(POTONGAN TEKS)

_ _ _ _ _ _ _

Founder Muda Bincang Lingkungan Indonesia mengatakan tujuan diadakannya FGD kali ini kurangnya Paradigma Kritis dari Mahasiswa dan pemuda. "kegiatan diskusi oleh komunitas muda bincang lingkungan ini kata lingkungan emsensi dengan sekitar, tapi lingkungan yang di maksud adalah lingkungan progresif, lingkungan yang kritis , inovatif dan kolaborasi, yang dimana kumpulan bincang lingkungan ini di inisiasi oleh anak-anak muda yang tergabung dalam beberapa kampus , termasuk unindra , saya selaku Founder menginisiasi hal ini melihat bahwa anak muda itu sudah kururang dengan paradigma kritis nya ini , sebenarnya bukan hanya memantik persoalan politik negeri ini tapi untuk mengembalikan ruang-ruang demokrasi, ruang interaktif antara mahasiswa dan anak muda , mahasiswa itu identik dengan kuliah saja ."katanya .
Lebih rinci lagi Adi katakan bahwa tujuan diskusi membedah kembali Paradigma masyarakat baik dari perspektif Politik, Hukum, dan Sosial kepada Presiden Indonesia yakni Jokowi Dodo. Sebab Ketergantungan Mahkamah Konstitusi Terhadap Presiden, sudah mencederai kita khususnya perwakilan Muda Bincang Lingkungan Indonesia yang masih peduli terhadap dampak dan aspek yang nantinya dapat berpengaruh buruk bagi kehidupan berbangsa dan bernegara.
Ada 3 contoh baik dalam Perspektif Sosial, Politik dan Hukum. Dalam Perspektif Sosial Ketergantungan MK Terhadap Presiden dapat menggangu stabilitas sosial. Hal ini Masyarakat tidak lagi percaya terhadap MK bahwa hal ini karena Mahkamah Konstitusi tidak dapat lagi menjalankan fungsi dan tugasnya secara Impersial , dalam Perspektif Politik Ketergantungan Mahkamah Konstitusi Terhadap Presiden bahwa Presiden memiliki hak intervensi lebih jauh dalam hal mengendalikan Anggaran Mahkamah Konstitusi.
Sebagai pemateri, Madi Ramadhan yang juga Ketua IPNU Jakarta Utara dan Presiden mahasiswa universitas 17 Agustus , antusias peserta dalamnya diskusi ini patut diacungi jempol terkait dengan adanya Focus Discussions Group Tersebut. Pengadaaan kegiatan tersebut sebagai wadah edukasi mengenai putusan MK yang sedang terjadi.
"Antusias peserta dalamnya diskusi ini patut diacungi jempol terkait dengan adanya Focus Discussions Group Tersebut. Pengadaaan kegiatan tersebut sebagai wadah edukasi mengenai putusan MK yang sedang terjadi.. Menyikapi keputusan-keputusan Mahkamah Konstitusi yang krusial terkait dinasti politik, Focus Discussions Group telah mengumpulkan sejumlah pakar, cendekiawan, dan praktisi yang terkemuka untuk menggali dimensi-dimensi beragam terkait isu ini.

_ _ _ _ _ _ _

(PERMINTAAN TERTULIS A)
Menurut potongan teks tentang diskusi Muda Bincang Lingkungan Indonesia, jabatan apa saja yang dipegang Madi Ramadhan?

_ _ _ _ _ _ _

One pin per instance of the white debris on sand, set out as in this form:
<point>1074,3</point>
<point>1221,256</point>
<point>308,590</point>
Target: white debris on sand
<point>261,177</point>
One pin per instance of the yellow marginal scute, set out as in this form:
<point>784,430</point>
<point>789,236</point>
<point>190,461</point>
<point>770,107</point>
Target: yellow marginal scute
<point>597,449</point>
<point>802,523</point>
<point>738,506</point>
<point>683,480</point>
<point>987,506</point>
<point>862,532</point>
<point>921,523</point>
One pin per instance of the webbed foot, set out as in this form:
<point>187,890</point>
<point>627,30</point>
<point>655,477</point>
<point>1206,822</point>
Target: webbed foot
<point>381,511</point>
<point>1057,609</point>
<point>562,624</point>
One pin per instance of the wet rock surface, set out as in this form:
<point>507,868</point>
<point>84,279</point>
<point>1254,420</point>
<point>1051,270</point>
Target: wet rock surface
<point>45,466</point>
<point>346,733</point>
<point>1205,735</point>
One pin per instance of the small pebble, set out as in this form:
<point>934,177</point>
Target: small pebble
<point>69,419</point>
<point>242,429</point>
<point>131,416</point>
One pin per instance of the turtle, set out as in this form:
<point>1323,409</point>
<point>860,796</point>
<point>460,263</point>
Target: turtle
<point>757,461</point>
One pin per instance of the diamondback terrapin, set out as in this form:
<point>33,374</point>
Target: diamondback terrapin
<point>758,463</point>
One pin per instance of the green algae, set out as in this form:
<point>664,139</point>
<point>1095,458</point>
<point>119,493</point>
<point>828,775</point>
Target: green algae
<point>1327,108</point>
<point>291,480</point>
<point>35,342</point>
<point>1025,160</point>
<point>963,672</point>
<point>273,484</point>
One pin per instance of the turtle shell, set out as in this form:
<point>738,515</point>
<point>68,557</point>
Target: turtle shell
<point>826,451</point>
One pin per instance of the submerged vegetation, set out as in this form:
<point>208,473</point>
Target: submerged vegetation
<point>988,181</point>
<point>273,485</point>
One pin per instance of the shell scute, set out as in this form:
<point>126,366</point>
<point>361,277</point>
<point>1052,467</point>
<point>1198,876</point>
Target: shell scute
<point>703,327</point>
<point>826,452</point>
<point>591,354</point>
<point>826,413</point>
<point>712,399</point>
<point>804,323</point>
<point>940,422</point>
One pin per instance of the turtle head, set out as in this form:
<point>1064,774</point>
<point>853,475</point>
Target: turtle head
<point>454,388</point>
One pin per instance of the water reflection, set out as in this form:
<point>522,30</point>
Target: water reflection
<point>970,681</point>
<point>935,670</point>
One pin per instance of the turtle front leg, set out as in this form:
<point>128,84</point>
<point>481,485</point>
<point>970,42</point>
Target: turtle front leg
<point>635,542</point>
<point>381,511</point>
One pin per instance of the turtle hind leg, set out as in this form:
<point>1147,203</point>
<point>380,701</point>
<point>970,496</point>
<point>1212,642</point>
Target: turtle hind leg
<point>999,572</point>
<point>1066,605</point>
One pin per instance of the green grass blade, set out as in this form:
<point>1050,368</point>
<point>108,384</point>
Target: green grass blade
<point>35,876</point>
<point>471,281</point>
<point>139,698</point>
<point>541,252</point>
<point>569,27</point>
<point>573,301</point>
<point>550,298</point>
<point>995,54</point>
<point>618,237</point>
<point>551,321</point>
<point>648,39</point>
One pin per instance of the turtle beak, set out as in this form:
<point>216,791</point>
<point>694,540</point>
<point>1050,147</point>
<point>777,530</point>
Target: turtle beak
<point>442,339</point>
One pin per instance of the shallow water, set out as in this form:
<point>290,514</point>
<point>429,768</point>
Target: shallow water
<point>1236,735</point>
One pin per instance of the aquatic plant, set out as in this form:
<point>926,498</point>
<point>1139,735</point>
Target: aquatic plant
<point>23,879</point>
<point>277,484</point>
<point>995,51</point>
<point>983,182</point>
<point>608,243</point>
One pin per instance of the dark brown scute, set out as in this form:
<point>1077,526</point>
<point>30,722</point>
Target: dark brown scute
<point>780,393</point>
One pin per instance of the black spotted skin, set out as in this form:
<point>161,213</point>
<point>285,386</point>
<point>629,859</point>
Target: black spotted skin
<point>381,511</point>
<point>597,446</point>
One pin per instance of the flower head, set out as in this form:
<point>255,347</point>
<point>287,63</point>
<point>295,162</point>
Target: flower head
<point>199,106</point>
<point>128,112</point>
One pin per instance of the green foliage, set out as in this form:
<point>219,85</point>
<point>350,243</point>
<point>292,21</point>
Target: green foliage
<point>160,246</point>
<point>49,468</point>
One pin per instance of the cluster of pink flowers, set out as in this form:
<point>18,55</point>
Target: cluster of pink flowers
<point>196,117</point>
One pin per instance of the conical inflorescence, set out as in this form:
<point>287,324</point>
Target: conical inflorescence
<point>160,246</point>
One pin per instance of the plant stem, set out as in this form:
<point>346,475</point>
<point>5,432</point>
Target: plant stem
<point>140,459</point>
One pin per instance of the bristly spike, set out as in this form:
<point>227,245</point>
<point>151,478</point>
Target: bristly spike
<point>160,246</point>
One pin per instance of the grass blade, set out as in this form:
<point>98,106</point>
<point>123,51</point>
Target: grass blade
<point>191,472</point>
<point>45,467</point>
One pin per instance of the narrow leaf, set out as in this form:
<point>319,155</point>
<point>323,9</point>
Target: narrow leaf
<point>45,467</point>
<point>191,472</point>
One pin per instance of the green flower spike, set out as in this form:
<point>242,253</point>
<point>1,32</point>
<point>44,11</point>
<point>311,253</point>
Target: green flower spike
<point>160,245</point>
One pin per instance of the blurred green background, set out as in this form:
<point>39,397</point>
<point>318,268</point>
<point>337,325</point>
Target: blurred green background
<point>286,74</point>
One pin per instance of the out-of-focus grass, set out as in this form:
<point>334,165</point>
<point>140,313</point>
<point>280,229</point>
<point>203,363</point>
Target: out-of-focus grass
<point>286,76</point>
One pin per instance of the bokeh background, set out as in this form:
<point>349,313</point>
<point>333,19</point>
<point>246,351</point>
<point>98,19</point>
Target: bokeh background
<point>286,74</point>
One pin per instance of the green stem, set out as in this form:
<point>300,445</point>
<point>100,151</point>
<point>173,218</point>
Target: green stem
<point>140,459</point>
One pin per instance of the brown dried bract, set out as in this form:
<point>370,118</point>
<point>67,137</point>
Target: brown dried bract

_ _ _ _ _ _ _

(PERMINTAAN TERTULIS B)
Tulis ulang baris-baris daftar sebagai daftar bernomor, dimulai dari baris yang memuat "One pin per instance of the green stem, set" hingga baris terakhir daftar, kedua ujungnya ikut dan baris kosong dihilangkan.

(HASIL YANG DIHARAPKAN A)
Ketua IPNU Jakarta Utara dan Presiden mahasiswa universitas 17 Agustus.

(HASIL YANG DIHARAPKAN B)
1. One pin per instance of the green stem, set out as in this form:
2. <point>300,445</point>
3. <point>100,151</point>
4. <point>173,218</point>
5. Target: green stem
6. <point>140,459</point>
7. One pin per instance of the brown dried bract, set out as in this form:
8. <point>370,118</point>
9. <point>67,137</point>
10. Target: brown dried bract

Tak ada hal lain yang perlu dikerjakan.